WORK TO COMPLETE: Could you copy everything in the listing below, from its very first line down to and including the line containing "point(205, 309)", with the requests kept and every point coordinate in the answers decreased by 21? Leave the pictures out of your copy.

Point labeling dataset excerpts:

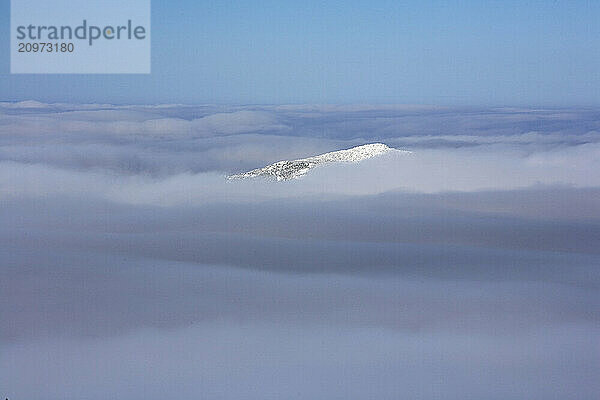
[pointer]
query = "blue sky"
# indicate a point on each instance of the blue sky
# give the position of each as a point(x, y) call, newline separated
point(450, 53)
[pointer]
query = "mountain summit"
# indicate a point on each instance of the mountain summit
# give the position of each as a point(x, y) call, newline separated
point(293, 169)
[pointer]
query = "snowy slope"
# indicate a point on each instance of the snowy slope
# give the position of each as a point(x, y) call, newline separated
point(293, 169)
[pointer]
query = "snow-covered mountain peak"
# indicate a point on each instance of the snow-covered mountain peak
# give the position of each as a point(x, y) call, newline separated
point(293, 169)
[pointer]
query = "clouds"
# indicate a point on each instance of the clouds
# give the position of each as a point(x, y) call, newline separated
point(130, 267)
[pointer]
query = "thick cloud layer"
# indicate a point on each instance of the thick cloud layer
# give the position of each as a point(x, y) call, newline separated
point(130, 267)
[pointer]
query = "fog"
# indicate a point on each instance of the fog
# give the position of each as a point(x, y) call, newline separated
point(131, 267)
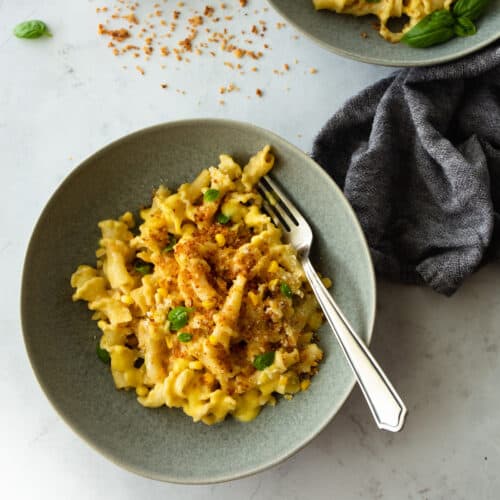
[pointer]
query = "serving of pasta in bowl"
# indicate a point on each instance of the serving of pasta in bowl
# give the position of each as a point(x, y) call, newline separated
point(396, 32)
point(175, 330)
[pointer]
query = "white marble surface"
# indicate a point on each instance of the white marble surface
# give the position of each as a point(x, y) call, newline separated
point(65, 97)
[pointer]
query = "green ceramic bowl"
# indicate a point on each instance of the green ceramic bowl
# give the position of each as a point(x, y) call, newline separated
point(60, 337)
point(342, 34)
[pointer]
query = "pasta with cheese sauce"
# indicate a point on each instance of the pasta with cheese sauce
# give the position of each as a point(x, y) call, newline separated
point(416, 10)
point(205, 309)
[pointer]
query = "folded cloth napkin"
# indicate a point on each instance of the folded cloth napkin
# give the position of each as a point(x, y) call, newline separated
point(418, 156)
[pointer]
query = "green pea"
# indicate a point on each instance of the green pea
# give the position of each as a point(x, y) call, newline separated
point(286, 290)
point(179, 317)
point(262, 361)
point(211, 195)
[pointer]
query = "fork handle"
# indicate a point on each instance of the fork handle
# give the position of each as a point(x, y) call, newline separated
point(386, 406)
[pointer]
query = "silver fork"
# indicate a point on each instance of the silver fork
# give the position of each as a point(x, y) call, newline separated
point(386, 406)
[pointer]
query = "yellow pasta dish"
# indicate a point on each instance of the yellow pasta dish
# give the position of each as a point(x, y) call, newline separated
point(205, 308)
point(415, 10)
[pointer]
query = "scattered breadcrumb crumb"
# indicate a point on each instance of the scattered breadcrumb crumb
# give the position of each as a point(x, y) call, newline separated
point(193, 29)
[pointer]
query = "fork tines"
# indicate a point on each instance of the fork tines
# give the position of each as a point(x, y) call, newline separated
point(277, 205)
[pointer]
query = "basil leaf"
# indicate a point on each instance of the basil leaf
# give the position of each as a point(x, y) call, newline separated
point(179, 317)
point(435, 28)
point(143, 267)
point(31, 29)
point(184, 337)
point(263, 360)
point(211, 195)
point(471, 9)
point(286, 290)
point(464, 27)
point(172, 240)
point(223, 219)
point(102, 354)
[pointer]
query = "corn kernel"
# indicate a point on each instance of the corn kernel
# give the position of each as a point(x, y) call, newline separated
point(273, 267)
point(127, 299)
point(273, 284)
point(142, 391)
point(254, 298)
point(128, 218)
point(327, 282)
point(207, 304)
point(188, 229)
point(305, 384)
point(220, 239)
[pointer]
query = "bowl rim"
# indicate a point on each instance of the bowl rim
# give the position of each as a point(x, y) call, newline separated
point(206, 122)
point(381, 61)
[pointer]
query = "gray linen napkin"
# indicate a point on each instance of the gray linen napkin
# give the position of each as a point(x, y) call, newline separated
point(418, 156)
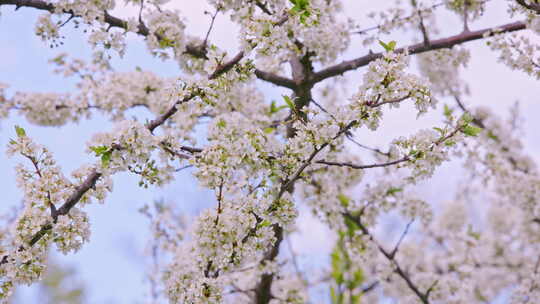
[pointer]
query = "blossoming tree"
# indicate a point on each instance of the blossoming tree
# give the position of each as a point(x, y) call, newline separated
point(262, 159)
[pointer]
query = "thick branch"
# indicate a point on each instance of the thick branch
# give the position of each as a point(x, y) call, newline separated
point(354, 166)
point(532, 6)
point(442, 43)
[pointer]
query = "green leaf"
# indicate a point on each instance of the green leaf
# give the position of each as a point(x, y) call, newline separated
point(493, 136)
point(99, 150)
point(268, 130)
point(265, 223)
point(439, 130)
point(467, 118)
point(289, 102)
point(449, 143)
point(274, 108)
point(393, 191)
point(344, 200)
point(471, 130)
point(106, 158)
point(221, 123)
point(20, 131)
point(447, 111)
point(390, 46)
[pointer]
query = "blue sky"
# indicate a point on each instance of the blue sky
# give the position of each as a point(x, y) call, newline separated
point(112, 263)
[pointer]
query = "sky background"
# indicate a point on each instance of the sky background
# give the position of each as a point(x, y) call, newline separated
point(112, 264)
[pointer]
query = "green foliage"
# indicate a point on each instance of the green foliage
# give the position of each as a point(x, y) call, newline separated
point(389, 47)
point(470, 130)
point(20, 131)
point(301, 8)
point(274, 108)
point(347, 279)
point(104, 152)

FINISHED ANSWER:
[pointer]
query = "blue sky"
# indicate a point on each instance of the blue sky
# give the position of each as a point(x, y) call, newline separated
point(429, 32)
[pointer]
query = "mountain summit"
# indicate a point on each instance of the mountain summit
# give the position of each as a point(x, y) call, newline separated
point(272, 148)
[pointer]
query = "snowy slope"
# indicate a point on each instance of the snowy slope
# give the position of each as a point(x, y) call, newline separated
point(272, 148)
[pointer]
query = "snow-covered mountain peak"
# indicate a point on each instance of the snow-covered mountain peak
# give the position of each as a point(x, y) call, newline separated
point(272, 148)
[pointer]
query = "clouds"
# indicate a point on each instance of the clouds
# give the position of each as a point(x, y) call, newline separated
point(109, 246)
[pointer]
query = "thick cloud layer"
# indicate a point on each instance of the thick cloud layer
# give the position of each as a point(x, y) call, newline separated
point(109, 246)
[pointer]
query = "fog"
# indicate a point on each instance of the fog
# give the position of each as a point(x, y) call, newline separated
point(110, 246)
[pointer]
query = "serving of pasta in bowl"
# indicate a point on each instance of the serving of pasta in bowl
# give the position of each as a point(x, y) call, newline separated
point(375, 11)
point(154, 309)
[pointer]
query = "white marble surface"
# indicate a point on each instance of the white marble surface
# give the position of each as a point(x, y) call, newline separated
point(44, 76)
[pointer]
query = "green ceramic bowl"
# indicate a point on each instance of the green ceramic bowl
# give the position of each as a point(x, y) call, newline separated
point(39, 316)
point(321, 13)
[pointer]
query = "pasta with cheese sauce"
# indicate a point on each instance of the pasta with cheese sauce
# give the position of each as a point(x, y) call, newline separated
point(395, -11)
point(184, 288)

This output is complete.